## Objectif 1
D'après le texte sur les soirs de première chez Brébant, à quelle heure le sort de la pièce se trouvait-il fixé ?
## Objectif 2
Poursuivez le texte sur les soirs de première chez Brébant à la suite de sa dernière phrase.

## Texte extrait
+-------+

Mais c’était surtout les soirs de première que la réunion battait son plein. Notre grand salon était alors trop petit pour recevoir tous ceux qu’on aurait voulu accueillir. Entre minuit et deux heures du matin, le sort de la pièce se trouvait fixé et, lorsque nous arrivaient, au sortir des presses, les premiers exemplaires des journaux du matin, ils ne faisaient guère que confirmer le jugement rendu par ce groupe de Parisiens avertis. Et l’on avait en plus la surprise d’un de ces feux d’artifice de salon, dont Édouard Philippe s’était fait une spécialité. Il en avait toujours les poches bourrées et, au moment où l’on s’y attendait le moins, de dessous votre chaise, du lustre suspendu au-dessus de votre tête, du verre que vous alliez prendre, du plat où vous vous prépariez à porter la main, jaillissaient des gerbes d’étincelles multicolores, sans que l’on pût savoir comment cela s’était produit, l’artificieux artificier ayant tout disposé à l’avance et dissimulé habilement de minces fils de fulmi-coton qu’il n’avait qu’à enflammer de sa place avec le bout de son cigare, tout en ayant l’air d’être plongé dans une conversation des plus sérieuses avec son voisin ou sa voisine. Sur les nouveau-venus, l’effet était immanquable. Il y avait bien, de-ci delà, quelques nappes un peu roussies, mais l’excellent Brébant n’aurait eu garde de s’en plaindre. Bien mieux, il avait institué à notre usage des prix d’une douceur angélique et telle addition qui, dans toute autre partie du restaurant, aurait atteint un total assez imposant se trouvait, du fait de franchir notre seuil, réduite de plus de la moitié.

+-------+

## Contenu des données
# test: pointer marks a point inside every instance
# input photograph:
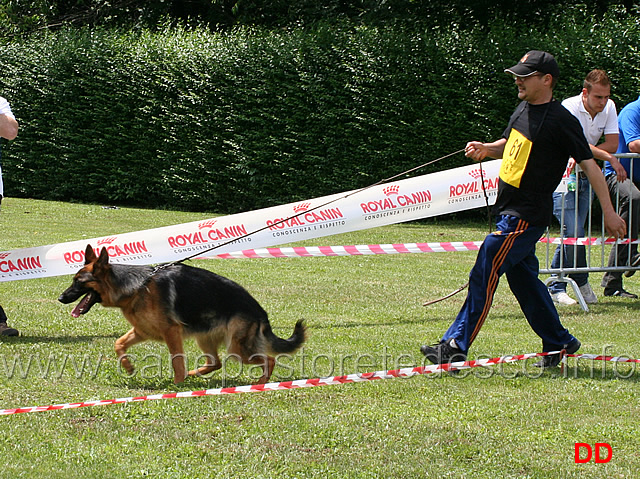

+-------+

## Réponse rédigée 1
Entre minuit et deux heures du matin.

## Réponse rédigée 2
Ces soirs-là aussi, le nombre de nos charmantes invitées était fort augmenté. Dans un placard à nous réservé et qui constituait à la fois nos bureaux, nos archives et notre magasin d’accessoires, il était un registre sur lequel chacune devait apposer sa signature la première fois qu’elle venait. Il y en eut bientôt plus de cent cinquante et ces « feuilles de présence » seraient certainement bien curieuses à revoir aujourd’hui. Malheureusement, un maître d’hôtel congédié, sans doute amateur éclairé d’autographes, a jugé bon de l’emporter avec lui, supprimant ainsi le plus joli chapitre de notre histoire. De souvenir, je citerai au hasard : Hortense Schneider, Suzanne Lagier, Thérésa, Théo, Angèle, Gabrielle. Gauthier, Grandville, Léonide Leblanc, Céline Montaland, Massin, Berthe Legrand, Blanche Ghinassi, une gentille actrice des Variétés, qui s’était rendue célèbre en entrant dans la cage aux lions du dompteur Bidel, et tant d’autres à présent oubliées, ou que j’oublie. Une des plus assidues était Judic, qui n’avait pas de plus grand plaisir, après une représentation où le public lui avait impitoyablement redemandé tous ses morceaux, que de venir se délasser en nous apportant sa gaîté intarissable et ses exquises chansons.

Parmi les ,hommes, on comptait, auteurs ou journalistes, Raoul Toché, Ernest Blum — quand il consentait à ne pas se coucher trop tôt — Gaston Serpette, Cœdès, Alfred d’Aunay et Georges Boyer, du Figaro, Jehan Valter, le secrétaire de la rédaction de Paris-Journal, Gaston Bérardi, Armand Lévy. Comme artistes, les peintres Vibert et Berne-Bellecour et le pianiste Théodore Ritter, puis José Dupuis, Grenier, Gailhard, Porel, Godfrin, etc. Il y avait même un ingénieur (!), Hinstin, gros bonhomme rond et rubicond qui passait toutes ses soirées au théâtre et que l’on appelait, en raison de sa large figure et de son air digne et majestueux, le Père Louis XIV.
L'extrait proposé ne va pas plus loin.